▶ EXERCISE DATA
┌──
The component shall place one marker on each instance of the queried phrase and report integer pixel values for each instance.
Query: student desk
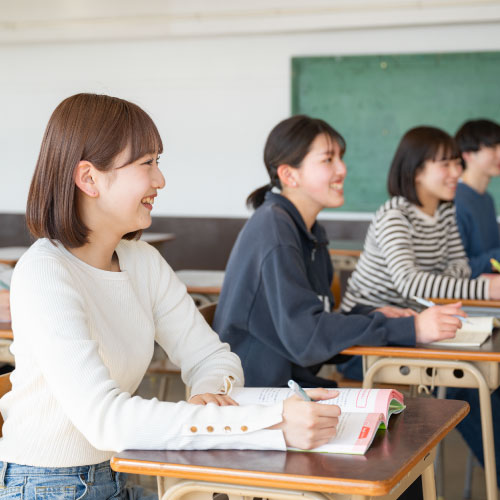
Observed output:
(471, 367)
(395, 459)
└──
┌──
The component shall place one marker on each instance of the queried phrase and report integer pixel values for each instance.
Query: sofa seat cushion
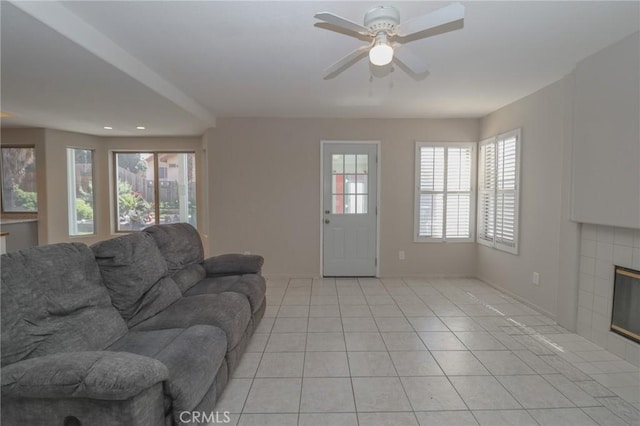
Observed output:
└──
┌──
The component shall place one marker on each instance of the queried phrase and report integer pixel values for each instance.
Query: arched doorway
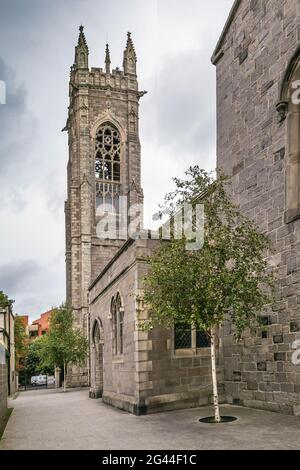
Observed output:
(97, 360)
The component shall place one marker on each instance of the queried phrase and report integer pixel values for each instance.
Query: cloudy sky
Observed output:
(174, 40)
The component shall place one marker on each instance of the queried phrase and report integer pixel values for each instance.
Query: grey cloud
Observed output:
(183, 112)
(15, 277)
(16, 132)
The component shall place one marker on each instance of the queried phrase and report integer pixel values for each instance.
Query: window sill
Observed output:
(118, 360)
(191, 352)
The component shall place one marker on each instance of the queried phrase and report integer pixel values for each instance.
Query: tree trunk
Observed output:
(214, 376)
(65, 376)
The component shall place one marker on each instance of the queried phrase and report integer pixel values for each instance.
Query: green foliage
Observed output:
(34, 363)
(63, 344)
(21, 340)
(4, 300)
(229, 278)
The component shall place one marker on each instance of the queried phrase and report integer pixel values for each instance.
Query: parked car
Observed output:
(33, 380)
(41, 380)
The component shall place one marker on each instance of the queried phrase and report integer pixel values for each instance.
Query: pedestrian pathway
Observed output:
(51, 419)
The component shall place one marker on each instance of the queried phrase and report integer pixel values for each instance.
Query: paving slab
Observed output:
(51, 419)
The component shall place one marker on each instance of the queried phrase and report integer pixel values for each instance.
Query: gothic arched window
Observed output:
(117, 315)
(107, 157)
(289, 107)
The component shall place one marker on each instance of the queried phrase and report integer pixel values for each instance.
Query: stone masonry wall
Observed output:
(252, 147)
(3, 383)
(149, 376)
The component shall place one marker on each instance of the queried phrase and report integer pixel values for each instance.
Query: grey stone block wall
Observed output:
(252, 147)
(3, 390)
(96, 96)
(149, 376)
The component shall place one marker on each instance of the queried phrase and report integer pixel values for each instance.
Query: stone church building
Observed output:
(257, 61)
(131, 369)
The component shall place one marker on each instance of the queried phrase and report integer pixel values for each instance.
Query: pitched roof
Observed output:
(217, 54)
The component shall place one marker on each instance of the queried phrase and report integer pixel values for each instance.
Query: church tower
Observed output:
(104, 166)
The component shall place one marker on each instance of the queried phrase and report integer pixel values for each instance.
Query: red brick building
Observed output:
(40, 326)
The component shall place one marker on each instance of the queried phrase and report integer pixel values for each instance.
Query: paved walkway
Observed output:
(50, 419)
└──
Scan the records above for the string "wall", then report every line that contains it.

▶ EXERCISE RESULT
Query: stone masonry wall
Query: grey stone block wall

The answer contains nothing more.